[Serie di esercizi]
1) Estrai dall'articolo sul Partito democratico tutto il testo che va da "Se l’intenzione era" fino a "alternativi al Pdl.", senza cambiare nulla.
2) Prosegui l'articolo sul Partito democratico a partire dalla sua ultima frase.

[Estratto fornito]
==================================================
Partito democratico, non neutro!

di LUCIANA SBARBATI

Articolo pubblicato su Europa, pag 9, venerdì 6 giugno 2008

Dopo la sconfitta elettorale, realisticamente prevedibile, al di là delle speranze riaccese dall’entusiasmo di una campagna giocata più sul confronto sulle persone che non sui temi, nel quale Walter Veltroni sembrava essere in vantaggio, è ora che il Pd decida sul serio cosa fare da grande.
L’accordo elettorale tra Berlusconi e Veltroni ha oramai prodotto una semplificazione del quadro politico oltre l’immaginabile.
Se l’intenzione era puntare al bipartitismo oltre il bipolarismo, sulla cui bontà noi non crediamo sia per le modalità di costruzione del Pd che per il perdurare di una logica di potere Ds+Dl che neutralizza tutto, è giunto il momento di darsi una identità forte di cultura, radici, contenuti, programma e modello sociale, decisamente alternativi al Pdl.
==================================================
[Dati archiviati]
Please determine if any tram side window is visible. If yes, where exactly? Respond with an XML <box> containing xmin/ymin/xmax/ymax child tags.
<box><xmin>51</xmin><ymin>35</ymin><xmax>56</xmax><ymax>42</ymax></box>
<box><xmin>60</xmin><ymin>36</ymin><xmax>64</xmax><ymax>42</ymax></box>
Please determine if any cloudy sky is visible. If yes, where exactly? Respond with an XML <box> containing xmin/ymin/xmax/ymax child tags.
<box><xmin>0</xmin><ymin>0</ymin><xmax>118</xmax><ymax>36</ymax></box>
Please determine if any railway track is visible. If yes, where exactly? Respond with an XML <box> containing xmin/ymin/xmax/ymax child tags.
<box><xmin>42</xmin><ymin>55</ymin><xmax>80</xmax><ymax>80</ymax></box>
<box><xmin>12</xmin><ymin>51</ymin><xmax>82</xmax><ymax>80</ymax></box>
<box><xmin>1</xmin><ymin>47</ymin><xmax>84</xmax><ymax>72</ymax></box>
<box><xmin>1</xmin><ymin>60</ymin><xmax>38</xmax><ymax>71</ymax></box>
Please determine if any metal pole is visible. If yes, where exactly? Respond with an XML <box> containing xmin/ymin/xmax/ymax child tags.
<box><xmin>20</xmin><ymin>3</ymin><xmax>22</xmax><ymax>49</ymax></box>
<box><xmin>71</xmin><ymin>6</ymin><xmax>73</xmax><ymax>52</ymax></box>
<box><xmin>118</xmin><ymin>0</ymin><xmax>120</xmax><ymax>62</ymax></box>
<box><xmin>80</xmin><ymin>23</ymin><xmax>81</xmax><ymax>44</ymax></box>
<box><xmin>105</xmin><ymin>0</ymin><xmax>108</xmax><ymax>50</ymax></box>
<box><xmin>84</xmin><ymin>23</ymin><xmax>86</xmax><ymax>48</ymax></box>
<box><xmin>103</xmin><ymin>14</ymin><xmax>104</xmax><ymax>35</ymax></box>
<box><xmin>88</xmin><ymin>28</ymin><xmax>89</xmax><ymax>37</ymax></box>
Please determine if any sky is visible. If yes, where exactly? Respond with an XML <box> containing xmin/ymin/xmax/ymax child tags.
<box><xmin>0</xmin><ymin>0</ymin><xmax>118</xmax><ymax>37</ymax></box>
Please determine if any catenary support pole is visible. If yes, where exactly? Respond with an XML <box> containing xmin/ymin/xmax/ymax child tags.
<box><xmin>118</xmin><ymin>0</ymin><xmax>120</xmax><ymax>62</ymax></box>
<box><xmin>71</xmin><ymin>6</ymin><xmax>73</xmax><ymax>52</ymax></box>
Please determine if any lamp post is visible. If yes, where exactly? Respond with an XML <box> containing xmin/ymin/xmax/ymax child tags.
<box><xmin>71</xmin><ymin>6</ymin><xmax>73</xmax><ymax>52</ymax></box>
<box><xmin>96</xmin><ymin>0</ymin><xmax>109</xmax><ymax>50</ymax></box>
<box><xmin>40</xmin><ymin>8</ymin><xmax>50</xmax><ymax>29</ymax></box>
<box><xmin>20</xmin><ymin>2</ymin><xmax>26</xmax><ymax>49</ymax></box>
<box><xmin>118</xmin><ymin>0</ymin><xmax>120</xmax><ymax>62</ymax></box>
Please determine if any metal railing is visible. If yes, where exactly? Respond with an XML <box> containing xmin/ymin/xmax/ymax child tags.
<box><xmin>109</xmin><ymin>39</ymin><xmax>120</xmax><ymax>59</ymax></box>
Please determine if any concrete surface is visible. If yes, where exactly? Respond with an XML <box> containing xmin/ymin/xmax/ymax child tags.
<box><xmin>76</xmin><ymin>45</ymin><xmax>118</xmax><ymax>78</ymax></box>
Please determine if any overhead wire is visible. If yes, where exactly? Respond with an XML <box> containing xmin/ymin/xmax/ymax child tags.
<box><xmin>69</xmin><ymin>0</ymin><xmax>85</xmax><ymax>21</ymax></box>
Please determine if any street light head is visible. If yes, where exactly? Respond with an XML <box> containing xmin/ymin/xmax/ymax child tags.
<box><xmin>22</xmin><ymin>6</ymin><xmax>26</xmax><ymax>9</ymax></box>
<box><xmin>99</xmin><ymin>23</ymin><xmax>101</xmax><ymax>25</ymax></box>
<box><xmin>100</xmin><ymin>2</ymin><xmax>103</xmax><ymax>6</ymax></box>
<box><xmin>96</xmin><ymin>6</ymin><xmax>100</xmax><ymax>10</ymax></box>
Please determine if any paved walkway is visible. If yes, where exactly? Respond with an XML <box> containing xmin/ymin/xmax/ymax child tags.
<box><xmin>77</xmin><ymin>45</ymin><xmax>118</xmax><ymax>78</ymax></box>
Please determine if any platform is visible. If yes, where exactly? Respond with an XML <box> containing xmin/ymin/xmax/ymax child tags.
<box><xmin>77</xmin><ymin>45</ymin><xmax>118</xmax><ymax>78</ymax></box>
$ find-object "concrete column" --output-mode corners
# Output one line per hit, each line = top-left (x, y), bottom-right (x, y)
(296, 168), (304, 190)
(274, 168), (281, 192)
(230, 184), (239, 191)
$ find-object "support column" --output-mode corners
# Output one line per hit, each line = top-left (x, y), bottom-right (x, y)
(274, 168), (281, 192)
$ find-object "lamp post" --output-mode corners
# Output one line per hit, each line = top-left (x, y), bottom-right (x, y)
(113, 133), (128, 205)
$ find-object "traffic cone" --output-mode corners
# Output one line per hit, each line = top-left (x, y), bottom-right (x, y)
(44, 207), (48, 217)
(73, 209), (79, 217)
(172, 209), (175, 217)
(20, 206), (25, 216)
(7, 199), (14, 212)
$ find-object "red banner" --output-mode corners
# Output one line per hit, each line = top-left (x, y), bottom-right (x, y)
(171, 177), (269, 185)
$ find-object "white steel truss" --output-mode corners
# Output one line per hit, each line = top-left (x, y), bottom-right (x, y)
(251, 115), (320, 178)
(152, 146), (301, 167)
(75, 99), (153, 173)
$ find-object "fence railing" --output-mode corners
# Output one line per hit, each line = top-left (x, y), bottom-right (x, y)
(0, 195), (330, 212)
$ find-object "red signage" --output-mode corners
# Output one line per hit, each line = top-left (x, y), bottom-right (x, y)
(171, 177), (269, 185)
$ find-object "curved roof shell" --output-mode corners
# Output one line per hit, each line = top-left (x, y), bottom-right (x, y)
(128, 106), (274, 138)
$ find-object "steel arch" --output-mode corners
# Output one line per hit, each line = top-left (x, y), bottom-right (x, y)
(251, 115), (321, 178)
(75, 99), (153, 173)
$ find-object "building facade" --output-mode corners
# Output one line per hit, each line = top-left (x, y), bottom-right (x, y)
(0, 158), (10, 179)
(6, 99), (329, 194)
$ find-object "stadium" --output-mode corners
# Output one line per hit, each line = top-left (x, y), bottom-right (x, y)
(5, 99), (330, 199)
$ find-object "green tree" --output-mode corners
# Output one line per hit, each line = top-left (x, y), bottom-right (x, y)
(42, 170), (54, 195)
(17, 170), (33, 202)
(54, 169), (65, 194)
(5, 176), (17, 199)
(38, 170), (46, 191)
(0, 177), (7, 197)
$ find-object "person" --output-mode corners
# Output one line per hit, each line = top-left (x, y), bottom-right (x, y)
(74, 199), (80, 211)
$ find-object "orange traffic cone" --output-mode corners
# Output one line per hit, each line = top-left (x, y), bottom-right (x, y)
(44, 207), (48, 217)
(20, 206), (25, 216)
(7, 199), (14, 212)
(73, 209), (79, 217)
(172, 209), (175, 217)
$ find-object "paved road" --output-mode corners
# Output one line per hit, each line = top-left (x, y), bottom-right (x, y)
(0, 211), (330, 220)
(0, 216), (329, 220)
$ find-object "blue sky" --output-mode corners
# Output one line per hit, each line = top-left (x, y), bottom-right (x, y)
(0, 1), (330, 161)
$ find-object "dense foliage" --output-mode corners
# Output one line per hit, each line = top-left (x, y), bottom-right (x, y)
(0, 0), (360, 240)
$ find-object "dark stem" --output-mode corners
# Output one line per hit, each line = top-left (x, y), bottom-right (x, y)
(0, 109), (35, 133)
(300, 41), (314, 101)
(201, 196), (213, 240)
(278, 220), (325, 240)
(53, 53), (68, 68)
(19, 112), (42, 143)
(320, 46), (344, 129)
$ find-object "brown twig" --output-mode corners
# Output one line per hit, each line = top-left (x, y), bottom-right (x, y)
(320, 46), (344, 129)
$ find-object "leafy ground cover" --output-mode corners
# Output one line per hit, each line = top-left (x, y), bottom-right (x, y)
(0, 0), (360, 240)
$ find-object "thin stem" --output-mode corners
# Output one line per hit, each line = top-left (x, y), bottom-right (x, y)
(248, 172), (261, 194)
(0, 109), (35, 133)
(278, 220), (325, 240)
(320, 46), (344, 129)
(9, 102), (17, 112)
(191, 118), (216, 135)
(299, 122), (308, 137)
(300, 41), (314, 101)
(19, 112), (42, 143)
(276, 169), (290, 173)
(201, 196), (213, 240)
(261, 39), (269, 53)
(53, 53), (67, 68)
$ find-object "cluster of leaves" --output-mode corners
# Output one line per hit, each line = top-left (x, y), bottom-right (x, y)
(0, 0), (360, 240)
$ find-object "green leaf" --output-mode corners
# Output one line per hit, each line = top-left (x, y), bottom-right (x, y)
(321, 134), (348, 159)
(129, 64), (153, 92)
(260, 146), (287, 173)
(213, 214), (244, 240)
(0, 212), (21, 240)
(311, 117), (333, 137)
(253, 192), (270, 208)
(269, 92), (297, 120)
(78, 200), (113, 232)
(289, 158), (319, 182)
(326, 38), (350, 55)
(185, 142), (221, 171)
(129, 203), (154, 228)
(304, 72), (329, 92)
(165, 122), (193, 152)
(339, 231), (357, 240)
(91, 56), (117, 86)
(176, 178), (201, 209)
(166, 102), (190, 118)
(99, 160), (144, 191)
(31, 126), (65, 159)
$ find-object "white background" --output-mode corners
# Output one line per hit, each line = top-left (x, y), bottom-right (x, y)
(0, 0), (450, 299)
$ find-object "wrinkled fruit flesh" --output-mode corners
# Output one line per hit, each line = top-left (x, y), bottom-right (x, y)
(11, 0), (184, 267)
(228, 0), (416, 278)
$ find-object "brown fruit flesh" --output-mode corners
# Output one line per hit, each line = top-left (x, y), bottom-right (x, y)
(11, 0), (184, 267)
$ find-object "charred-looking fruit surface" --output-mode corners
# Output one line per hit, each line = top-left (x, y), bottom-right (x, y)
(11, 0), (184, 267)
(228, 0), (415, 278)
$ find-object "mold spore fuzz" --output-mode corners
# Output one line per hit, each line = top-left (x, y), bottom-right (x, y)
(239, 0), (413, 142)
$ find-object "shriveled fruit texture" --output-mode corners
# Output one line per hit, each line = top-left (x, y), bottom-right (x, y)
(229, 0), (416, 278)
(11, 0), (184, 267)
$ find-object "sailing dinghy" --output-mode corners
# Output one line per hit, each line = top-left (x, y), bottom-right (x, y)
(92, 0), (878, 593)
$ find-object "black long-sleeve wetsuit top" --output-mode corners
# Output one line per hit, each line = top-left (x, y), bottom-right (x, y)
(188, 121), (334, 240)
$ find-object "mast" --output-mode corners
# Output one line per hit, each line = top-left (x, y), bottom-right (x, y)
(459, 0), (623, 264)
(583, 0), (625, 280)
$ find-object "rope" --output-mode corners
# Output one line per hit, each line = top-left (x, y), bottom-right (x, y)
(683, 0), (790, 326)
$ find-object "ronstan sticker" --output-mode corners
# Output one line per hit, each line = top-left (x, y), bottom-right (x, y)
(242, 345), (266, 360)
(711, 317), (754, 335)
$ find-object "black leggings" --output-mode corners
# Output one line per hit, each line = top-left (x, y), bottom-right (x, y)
==================================================
[Risposte in ordine]
1)
Se l’intenzione era puntare al bipartitismo oltre il bipolarismo, sulla cui bontà noi non crediamo sia per le modalità di costruzione del Pd che per il perdurare di una logica di potere Ds+Dl che neutralizza tutto, è giunto il momento di darsi una identità forte di cultura, radici, contenuti, programma e modello sociale, decisamente alternativi al Pdl.

2)
Oggi meno di ieri serve scimmiottare la Forza Italia del ’94, partito tutta immagine, slancio, entusiasmo, che fa fulcro sul leader, tralasciando la valorizzazione del piano ideologico, la definizione dell’identità e dei contenuti. La tattica elettorale di Veltroni in campagna elettorale ha marcato la distanza del Pd dalla sinistra; mai infatti è stata pronunciata la parola socialismo, ma per contro non c’è stato neppure il coraggio di presentarsi davvero come un partito veramente liberaldemocratico.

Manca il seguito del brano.